▶ [WORK REQUEST]: Check every line below for the string "foliage", and copy the lines that contain it.

▶ [Point localization data]:
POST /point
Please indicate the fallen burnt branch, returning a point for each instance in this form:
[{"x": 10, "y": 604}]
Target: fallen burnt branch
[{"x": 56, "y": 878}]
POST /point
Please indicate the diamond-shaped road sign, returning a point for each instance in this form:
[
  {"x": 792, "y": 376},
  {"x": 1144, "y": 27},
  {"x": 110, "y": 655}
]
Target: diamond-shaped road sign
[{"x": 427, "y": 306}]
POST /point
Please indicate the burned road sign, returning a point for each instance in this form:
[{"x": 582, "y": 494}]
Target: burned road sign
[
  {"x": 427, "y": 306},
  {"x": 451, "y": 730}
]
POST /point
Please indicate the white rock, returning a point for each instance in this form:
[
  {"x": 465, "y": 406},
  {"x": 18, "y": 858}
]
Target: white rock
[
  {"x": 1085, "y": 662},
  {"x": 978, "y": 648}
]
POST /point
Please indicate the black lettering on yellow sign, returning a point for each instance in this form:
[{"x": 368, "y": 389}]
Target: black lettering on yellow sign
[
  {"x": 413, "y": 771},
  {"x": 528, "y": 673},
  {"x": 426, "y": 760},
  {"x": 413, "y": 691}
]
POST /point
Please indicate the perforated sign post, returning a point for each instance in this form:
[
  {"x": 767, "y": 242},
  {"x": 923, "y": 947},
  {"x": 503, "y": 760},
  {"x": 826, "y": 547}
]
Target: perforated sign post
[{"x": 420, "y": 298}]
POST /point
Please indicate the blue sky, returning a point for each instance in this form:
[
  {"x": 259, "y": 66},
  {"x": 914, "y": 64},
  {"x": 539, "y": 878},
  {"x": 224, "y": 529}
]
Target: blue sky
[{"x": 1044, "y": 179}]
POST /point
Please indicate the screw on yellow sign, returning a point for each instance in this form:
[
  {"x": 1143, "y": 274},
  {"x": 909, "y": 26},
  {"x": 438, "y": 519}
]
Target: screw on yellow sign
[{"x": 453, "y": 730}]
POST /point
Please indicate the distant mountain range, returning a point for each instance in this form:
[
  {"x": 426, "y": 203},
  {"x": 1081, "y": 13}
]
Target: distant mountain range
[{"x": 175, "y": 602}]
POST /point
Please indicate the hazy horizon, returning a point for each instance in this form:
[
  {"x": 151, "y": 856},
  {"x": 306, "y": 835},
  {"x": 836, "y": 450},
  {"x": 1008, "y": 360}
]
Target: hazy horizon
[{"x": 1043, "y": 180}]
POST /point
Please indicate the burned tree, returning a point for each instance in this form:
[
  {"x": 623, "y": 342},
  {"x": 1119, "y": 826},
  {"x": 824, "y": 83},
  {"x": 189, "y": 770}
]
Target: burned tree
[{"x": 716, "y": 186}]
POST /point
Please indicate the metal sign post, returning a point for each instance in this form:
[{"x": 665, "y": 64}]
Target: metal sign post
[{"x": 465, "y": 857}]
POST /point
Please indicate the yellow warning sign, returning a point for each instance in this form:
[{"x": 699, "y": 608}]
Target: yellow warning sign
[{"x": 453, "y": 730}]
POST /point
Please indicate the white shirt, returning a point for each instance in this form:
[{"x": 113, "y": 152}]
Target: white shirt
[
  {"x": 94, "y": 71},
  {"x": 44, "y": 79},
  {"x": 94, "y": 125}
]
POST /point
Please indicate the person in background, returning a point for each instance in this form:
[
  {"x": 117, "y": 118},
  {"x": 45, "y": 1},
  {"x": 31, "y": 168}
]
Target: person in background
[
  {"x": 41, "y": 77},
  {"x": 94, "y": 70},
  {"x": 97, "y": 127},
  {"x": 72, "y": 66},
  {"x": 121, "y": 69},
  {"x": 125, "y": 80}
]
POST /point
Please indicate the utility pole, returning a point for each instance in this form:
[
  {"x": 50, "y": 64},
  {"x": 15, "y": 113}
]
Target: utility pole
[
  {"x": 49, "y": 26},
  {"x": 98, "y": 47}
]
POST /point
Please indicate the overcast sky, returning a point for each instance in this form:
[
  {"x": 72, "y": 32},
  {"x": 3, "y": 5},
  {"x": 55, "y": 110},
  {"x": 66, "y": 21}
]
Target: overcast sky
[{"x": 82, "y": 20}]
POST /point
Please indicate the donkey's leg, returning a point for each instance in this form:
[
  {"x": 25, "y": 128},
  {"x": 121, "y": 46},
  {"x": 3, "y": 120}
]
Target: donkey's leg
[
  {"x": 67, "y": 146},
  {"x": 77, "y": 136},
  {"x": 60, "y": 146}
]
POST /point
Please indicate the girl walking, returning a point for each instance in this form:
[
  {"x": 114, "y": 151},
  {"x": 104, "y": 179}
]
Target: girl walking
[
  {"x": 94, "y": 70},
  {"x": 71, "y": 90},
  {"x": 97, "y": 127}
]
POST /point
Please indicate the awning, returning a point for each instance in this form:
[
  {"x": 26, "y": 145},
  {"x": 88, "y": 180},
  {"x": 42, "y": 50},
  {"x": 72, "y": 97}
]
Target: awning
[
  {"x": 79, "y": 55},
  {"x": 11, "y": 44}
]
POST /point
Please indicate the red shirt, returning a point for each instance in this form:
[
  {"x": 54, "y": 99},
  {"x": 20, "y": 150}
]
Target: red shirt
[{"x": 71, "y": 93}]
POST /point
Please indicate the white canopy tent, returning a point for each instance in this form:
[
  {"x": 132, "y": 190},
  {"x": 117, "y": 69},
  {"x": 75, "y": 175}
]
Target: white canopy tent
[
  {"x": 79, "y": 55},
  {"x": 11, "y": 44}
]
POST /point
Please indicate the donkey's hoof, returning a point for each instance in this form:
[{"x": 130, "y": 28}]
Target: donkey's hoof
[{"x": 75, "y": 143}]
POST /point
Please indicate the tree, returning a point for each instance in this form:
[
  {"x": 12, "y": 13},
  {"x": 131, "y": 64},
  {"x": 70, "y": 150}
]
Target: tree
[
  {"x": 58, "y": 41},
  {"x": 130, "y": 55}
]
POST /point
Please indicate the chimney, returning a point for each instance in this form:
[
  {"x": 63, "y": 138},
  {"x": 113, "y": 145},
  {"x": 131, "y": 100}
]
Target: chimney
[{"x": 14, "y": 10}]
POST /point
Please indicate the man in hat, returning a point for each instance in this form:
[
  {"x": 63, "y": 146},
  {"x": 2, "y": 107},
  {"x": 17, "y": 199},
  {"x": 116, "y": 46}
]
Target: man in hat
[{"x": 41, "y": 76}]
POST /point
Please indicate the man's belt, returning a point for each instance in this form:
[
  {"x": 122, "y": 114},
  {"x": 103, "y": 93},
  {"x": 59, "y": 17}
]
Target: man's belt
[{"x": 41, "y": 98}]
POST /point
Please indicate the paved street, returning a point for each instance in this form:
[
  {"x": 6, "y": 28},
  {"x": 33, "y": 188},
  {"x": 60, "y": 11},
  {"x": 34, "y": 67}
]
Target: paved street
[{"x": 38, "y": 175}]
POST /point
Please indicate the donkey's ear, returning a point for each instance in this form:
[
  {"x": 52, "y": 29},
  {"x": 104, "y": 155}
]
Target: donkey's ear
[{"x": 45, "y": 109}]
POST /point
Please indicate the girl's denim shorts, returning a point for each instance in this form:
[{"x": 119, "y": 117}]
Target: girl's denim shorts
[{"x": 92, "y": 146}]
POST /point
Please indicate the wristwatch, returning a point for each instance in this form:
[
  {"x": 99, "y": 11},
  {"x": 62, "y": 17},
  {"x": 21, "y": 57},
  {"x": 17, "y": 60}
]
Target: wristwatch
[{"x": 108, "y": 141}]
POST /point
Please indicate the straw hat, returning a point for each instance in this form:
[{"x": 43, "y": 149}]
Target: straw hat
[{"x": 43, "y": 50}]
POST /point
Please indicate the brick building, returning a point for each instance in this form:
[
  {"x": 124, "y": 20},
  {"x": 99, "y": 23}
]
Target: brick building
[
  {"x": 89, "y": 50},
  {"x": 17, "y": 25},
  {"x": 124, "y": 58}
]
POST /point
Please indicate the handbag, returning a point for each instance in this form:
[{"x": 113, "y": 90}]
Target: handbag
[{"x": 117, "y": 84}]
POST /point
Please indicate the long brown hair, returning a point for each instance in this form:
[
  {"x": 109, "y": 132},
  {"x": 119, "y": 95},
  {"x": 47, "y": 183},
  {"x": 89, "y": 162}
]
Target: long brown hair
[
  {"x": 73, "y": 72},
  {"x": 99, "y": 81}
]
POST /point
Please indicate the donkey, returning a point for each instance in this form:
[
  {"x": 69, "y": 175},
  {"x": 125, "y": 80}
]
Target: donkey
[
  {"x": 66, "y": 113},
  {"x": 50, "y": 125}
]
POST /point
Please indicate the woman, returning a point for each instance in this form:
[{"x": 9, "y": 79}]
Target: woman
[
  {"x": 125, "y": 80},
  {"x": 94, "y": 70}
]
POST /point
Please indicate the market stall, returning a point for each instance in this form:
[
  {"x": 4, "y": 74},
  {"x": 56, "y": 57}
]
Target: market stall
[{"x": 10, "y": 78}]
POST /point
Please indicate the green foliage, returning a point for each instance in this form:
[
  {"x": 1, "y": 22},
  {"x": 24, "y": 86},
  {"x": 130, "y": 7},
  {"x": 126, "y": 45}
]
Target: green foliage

▶ [EXPECTED OUTPUT]:
Please indicate the green foliage, returning a point for each instance in this form:
Target: green foliage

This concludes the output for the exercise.